DATA EXCERPTS: Begin

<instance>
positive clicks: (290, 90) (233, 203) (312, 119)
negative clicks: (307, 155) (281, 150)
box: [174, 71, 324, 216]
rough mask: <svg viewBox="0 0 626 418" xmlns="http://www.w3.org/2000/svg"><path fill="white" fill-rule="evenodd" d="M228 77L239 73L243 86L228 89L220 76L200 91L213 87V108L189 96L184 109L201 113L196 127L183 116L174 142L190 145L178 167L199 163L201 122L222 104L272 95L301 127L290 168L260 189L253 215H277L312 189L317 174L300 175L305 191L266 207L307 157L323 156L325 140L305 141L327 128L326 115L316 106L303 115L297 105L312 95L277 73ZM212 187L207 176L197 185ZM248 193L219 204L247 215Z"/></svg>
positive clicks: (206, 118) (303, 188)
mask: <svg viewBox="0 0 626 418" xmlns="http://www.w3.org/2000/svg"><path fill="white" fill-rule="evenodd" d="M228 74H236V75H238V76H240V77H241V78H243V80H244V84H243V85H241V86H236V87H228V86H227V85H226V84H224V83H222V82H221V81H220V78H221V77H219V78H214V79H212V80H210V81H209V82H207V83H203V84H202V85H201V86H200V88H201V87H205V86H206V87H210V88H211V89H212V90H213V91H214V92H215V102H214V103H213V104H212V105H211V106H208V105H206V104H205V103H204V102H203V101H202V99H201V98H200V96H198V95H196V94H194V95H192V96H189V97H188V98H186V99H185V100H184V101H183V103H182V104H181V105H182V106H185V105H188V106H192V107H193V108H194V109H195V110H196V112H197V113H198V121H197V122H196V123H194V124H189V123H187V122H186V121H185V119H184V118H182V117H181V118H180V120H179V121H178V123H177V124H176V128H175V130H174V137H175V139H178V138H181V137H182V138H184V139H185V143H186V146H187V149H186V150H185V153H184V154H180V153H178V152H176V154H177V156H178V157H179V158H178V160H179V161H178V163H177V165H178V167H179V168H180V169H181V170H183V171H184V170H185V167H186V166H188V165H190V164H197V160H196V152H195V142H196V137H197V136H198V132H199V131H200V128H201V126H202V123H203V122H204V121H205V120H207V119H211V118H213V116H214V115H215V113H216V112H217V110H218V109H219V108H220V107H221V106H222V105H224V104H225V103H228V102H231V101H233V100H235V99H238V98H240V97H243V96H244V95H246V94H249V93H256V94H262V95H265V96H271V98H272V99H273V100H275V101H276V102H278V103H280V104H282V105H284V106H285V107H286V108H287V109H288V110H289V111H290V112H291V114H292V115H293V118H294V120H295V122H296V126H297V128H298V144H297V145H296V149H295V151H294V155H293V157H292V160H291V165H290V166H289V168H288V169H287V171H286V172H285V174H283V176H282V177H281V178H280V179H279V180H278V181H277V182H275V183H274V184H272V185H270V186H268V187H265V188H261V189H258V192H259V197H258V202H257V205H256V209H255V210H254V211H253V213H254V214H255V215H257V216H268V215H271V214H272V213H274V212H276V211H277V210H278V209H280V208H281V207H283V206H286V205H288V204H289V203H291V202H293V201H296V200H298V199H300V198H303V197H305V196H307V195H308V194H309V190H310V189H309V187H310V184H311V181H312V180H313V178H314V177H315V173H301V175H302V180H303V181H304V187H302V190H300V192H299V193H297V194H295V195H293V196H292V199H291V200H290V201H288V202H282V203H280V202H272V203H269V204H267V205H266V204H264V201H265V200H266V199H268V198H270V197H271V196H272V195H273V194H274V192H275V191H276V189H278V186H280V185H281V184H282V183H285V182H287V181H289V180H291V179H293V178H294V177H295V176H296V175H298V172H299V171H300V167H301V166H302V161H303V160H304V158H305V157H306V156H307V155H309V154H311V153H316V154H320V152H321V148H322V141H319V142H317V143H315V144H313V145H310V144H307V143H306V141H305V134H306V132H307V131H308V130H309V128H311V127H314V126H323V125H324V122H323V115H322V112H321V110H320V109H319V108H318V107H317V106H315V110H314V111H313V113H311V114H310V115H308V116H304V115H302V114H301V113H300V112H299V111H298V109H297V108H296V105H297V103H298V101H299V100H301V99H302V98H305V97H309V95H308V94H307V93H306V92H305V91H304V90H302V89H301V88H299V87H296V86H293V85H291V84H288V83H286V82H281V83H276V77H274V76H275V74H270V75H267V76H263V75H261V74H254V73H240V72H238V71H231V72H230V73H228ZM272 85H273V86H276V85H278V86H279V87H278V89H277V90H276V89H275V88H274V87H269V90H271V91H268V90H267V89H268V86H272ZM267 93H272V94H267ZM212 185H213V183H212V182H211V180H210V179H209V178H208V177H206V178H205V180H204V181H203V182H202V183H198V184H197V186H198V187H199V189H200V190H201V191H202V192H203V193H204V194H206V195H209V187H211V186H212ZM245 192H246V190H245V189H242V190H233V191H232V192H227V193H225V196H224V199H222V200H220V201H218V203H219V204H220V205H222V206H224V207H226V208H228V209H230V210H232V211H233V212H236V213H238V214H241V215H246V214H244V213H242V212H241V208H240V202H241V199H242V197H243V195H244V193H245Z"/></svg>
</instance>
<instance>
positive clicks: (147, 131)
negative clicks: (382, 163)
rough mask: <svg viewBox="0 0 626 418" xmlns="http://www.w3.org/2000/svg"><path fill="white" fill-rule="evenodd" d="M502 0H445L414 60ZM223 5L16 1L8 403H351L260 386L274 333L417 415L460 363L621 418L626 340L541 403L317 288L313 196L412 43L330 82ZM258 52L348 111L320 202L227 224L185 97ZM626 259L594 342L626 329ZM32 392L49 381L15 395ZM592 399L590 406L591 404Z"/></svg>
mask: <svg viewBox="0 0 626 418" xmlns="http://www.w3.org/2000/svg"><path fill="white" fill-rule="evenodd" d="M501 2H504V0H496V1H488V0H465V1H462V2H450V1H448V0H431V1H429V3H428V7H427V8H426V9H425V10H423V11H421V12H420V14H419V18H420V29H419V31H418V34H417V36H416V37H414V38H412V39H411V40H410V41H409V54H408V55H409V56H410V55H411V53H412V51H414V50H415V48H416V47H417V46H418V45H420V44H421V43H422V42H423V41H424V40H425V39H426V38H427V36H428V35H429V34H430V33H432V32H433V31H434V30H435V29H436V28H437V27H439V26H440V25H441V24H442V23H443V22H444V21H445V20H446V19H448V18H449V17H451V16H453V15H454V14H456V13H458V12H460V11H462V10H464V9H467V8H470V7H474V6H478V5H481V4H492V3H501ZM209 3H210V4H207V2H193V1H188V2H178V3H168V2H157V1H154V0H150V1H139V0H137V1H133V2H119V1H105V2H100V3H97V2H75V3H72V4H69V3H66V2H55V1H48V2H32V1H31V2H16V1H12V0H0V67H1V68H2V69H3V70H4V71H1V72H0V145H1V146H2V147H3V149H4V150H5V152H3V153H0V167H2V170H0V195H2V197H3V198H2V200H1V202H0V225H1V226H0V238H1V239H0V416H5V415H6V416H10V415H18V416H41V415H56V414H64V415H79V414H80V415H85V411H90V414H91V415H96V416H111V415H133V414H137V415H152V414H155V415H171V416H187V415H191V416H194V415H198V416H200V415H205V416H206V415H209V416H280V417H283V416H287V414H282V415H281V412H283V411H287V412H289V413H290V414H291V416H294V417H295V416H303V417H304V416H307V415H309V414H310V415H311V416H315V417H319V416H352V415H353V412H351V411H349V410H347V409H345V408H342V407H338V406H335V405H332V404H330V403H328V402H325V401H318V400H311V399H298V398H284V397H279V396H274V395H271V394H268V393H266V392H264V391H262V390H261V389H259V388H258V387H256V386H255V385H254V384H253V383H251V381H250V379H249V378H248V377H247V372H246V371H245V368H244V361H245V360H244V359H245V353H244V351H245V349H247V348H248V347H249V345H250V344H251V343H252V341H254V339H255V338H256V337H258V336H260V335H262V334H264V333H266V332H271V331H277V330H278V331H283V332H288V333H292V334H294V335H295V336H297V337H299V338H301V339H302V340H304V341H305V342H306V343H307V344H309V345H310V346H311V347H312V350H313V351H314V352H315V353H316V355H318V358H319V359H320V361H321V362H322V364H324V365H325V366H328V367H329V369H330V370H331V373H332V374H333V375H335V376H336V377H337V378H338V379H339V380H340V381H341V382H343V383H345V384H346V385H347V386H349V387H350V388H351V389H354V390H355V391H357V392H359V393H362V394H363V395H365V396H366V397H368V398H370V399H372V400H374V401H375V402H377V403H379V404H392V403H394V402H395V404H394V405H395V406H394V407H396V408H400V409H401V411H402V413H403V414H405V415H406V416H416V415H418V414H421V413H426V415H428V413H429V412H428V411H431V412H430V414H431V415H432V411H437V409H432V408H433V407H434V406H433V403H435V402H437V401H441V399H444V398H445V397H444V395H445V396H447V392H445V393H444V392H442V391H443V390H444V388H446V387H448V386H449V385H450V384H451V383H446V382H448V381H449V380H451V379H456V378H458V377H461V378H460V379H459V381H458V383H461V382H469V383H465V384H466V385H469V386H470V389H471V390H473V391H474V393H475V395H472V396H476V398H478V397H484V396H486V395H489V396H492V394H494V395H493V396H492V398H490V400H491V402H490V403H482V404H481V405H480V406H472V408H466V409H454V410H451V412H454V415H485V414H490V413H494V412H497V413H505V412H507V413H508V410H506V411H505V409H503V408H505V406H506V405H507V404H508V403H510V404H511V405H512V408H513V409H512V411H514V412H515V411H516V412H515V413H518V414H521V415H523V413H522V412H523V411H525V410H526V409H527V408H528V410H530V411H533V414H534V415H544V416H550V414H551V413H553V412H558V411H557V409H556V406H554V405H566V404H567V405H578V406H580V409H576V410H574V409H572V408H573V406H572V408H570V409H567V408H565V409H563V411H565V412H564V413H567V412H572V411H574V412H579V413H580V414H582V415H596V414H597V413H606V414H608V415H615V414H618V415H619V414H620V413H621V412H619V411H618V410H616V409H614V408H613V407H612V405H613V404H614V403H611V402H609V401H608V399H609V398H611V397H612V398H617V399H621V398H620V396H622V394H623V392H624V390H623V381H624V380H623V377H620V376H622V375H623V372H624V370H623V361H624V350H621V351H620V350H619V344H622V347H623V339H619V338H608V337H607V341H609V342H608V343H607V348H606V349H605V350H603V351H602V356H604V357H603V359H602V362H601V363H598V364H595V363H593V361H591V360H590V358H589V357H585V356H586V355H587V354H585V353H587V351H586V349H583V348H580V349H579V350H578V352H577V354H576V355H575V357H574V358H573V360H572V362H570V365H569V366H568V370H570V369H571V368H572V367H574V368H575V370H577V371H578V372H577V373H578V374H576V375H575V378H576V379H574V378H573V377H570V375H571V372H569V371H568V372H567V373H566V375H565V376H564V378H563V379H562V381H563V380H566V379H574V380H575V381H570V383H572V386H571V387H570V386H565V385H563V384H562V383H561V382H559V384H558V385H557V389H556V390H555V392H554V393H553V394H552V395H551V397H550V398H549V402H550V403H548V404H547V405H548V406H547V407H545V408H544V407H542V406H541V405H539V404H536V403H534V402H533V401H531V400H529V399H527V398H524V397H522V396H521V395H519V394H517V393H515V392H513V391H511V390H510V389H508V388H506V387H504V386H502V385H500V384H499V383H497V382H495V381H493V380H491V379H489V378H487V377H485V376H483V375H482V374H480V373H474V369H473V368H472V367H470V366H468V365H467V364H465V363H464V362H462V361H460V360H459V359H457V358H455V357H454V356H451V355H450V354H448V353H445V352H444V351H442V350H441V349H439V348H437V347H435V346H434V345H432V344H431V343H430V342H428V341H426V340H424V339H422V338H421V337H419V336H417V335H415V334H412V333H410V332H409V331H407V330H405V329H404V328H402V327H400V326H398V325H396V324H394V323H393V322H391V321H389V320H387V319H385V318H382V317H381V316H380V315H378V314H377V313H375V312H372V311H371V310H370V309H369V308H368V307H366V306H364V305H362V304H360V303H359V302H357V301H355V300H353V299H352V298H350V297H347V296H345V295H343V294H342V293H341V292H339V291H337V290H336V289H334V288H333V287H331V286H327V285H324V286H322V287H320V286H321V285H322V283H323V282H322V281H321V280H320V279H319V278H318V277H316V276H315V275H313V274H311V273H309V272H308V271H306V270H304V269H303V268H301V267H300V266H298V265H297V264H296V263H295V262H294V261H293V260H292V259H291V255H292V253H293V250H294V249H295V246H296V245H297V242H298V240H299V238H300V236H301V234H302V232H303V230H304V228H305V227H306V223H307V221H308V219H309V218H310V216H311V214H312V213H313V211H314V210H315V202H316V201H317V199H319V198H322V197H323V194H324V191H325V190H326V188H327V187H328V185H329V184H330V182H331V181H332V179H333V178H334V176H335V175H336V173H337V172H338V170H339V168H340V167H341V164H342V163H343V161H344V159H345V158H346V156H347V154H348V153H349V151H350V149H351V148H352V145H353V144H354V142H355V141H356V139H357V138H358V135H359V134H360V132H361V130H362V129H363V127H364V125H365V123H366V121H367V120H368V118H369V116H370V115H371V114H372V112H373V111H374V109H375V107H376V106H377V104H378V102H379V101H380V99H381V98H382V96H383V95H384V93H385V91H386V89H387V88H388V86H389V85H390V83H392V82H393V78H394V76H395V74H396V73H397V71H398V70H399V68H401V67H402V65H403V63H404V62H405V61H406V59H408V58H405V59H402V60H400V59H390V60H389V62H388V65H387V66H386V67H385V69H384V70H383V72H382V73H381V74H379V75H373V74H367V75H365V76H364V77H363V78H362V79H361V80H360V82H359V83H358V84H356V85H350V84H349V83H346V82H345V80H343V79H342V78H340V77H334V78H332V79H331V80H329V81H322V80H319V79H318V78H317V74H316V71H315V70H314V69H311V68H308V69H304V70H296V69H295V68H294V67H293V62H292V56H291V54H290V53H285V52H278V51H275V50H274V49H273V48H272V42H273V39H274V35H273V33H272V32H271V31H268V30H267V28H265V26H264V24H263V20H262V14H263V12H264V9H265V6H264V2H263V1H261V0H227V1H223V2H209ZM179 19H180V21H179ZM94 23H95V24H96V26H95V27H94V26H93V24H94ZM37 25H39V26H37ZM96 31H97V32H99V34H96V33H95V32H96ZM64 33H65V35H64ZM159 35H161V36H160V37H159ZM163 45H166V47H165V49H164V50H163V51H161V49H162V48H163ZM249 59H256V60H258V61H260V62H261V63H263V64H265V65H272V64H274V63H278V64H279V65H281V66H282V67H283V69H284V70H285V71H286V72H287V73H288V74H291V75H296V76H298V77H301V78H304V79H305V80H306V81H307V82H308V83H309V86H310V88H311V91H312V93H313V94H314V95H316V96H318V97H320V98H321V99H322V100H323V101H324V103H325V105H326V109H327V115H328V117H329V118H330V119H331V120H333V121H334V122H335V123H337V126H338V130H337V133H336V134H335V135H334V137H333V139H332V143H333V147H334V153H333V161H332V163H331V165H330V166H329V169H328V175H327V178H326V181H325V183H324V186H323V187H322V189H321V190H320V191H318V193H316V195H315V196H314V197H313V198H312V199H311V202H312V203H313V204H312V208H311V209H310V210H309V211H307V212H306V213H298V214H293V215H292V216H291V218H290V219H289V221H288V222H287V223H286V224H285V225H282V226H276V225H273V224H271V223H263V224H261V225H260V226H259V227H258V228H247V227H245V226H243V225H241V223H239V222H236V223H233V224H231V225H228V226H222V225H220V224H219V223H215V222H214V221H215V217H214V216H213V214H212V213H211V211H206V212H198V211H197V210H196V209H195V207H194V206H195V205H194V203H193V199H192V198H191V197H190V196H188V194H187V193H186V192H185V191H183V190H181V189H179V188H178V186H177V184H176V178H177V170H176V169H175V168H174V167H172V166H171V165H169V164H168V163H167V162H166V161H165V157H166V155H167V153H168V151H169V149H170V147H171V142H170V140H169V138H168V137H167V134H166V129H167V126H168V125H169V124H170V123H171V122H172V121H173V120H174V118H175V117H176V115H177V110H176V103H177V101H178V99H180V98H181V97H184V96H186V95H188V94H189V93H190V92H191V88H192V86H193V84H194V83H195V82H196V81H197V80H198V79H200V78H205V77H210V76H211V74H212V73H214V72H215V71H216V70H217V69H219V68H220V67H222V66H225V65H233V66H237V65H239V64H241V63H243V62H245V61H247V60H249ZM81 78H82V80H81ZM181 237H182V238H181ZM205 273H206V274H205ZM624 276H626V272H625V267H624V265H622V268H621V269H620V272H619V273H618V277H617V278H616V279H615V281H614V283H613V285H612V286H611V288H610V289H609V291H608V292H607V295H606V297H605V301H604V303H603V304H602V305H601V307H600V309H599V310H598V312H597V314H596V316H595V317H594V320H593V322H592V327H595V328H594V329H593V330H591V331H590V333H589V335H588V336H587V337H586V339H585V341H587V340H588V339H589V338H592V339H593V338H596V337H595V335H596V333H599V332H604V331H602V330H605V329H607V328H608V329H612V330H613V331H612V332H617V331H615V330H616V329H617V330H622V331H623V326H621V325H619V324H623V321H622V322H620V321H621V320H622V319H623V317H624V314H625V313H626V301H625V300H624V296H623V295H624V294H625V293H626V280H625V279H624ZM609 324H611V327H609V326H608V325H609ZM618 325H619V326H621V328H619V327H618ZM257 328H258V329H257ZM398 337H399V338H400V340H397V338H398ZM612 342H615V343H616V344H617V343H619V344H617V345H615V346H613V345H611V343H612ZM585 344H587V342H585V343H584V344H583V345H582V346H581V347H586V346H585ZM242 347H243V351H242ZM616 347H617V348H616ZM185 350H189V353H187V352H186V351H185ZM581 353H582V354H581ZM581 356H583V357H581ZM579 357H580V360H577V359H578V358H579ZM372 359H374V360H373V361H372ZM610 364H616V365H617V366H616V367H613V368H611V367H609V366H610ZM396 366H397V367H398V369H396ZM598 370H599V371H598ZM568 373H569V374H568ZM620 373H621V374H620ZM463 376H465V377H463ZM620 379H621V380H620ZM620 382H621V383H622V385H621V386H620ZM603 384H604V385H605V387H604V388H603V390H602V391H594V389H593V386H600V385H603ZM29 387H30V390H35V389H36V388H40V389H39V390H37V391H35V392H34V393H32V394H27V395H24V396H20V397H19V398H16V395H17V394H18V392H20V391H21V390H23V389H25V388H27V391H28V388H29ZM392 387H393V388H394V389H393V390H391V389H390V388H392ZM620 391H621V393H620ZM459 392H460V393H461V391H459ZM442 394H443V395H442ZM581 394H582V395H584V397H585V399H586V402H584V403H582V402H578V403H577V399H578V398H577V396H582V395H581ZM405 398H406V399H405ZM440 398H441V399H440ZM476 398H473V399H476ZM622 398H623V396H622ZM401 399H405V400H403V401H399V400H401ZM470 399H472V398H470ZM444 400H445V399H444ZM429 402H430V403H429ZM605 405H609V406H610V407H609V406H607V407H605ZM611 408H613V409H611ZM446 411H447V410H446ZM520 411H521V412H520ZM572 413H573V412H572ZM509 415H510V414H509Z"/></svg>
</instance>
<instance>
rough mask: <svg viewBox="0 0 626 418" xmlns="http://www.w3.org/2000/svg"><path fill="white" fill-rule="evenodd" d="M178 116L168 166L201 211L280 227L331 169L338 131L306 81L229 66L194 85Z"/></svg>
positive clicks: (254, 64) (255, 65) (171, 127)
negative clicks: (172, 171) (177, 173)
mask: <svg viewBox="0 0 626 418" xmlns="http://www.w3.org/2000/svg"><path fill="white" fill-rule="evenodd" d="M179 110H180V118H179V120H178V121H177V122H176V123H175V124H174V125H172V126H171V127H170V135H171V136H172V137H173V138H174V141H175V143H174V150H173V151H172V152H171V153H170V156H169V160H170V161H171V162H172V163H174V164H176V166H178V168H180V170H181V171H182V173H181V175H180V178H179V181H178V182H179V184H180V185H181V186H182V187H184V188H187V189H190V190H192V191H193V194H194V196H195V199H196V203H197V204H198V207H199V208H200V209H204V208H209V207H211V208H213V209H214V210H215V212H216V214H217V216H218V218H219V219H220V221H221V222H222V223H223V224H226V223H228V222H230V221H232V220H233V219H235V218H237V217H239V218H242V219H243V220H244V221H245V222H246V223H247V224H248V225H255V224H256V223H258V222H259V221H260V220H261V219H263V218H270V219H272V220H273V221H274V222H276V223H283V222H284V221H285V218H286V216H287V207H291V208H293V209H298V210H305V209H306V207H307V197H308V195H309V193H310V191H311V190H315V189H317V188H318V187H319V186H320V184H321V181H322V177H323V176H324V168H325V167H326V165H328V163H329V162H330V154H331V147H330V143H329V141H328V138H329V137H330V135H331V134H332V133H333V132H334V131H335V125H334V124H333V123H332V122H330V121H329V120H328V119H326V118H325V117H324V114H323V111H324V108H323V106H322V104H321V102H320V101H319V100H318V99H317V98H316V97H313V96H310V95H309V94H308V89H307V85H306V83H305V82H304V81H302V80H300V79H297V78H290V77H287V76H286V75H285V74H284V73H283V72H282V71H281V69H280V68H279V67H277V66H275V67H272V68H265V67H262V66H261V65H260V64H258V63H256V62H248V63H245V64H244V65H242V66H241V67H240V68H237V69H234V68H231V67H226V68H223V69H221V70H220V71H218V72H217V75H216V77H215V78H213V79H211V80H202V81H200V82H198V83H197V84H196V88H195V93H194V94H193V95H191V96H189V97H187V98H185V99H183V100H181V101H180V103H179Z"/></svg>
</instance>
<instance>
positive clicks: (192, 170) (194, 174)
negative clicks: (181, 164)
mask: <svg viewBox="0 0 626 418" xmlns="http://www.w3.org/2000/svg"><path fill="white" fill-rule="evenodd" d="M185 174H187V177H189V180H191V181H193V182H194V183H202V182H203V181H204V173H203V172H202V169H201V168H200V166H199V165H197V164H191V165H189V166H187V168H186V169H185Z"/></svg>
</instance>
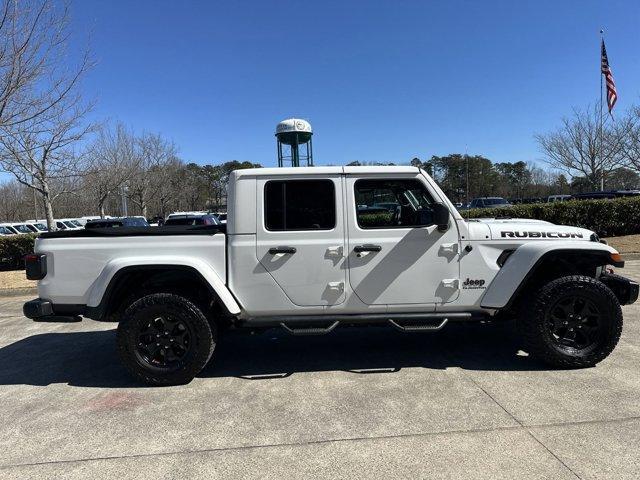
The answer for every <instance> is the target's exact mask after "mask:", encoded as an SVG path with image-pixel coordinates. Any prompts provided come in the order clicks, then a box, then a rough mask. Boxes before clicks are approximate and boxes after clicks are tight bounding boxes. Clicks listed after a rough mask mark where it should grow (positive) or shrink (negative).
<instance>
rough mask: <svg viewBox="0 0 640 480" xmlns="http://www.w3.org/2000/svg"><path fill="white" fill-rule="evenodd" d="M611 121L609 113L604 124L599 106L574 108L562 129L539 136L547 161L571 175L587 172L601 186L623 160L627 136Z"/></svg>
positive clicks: (537, 137)
mask: <svg viewBox="0 0 640 480" xmlns="http://www.w3.org/2000/svg"><path fill="white" fill-rule="evenodd" d="M611 123H612V122H611V120H610V118H609V117H606V121H605V122H604V125H603V126H602V128H600V121H599V115H598V109H597V108H596V107H595V106H590V107H587V109H585V110H584V111H582V110H578V109H574V111H573V115H572V116H571V117H569V118H564V119H562V126H561V127H560V128H559V129H558V130H556V131H555V132H551V133H547V134H543V135H536V136H535V139H536V140H537V142H538V145H539V146H540V148H541V150H542V152H543V153H544V154H545V156H546V161H547V163H549V164H550V165H551V166H552V167H554V168H557V169H559V170H562V171H565V172H567V173H568V174H570V175H571V176H584V177H585V178H586V179H587V180H588V181H589V183H590V184H591V187H592V188H593V189H594V190H597V189H599V188H600V187H601V183H600V182H601V181H602V179H603V178H604V176H605V175H606V174H607V173H609V172H611V171H613V170H614V169H615V168H617V167H618V166H620V164H621V162H622V152H623V139H622V138H621V136H620V134H619V131H618V129H617V128H614V127H613V126H612V125H611Z"/></svg>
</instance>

DATA EXCERPTS: End

» WHAT THIS TASK INVOLVES: Which lines of the records above hold the word "negative"? Copy each one out.

» OUTPUT BELOW:
negative clicks: (307, 155) (281, 150)
negative clicks: (382, 163)
negative clicks: (172, 171) (177, 173)
negative clicks: (181, 164)
The answer for every <instance> is the target's exact mask after "mask:", encoded as an SVG path with image-pixel coordinates. Any prompts provided come in the order clicks, then a box, then a rough mask. Boxes before clicks are approximate and boxes after clicks are tight bounding boxes. Clicks listed after a rough mask mark where it should grow (positive) or shrink (negative).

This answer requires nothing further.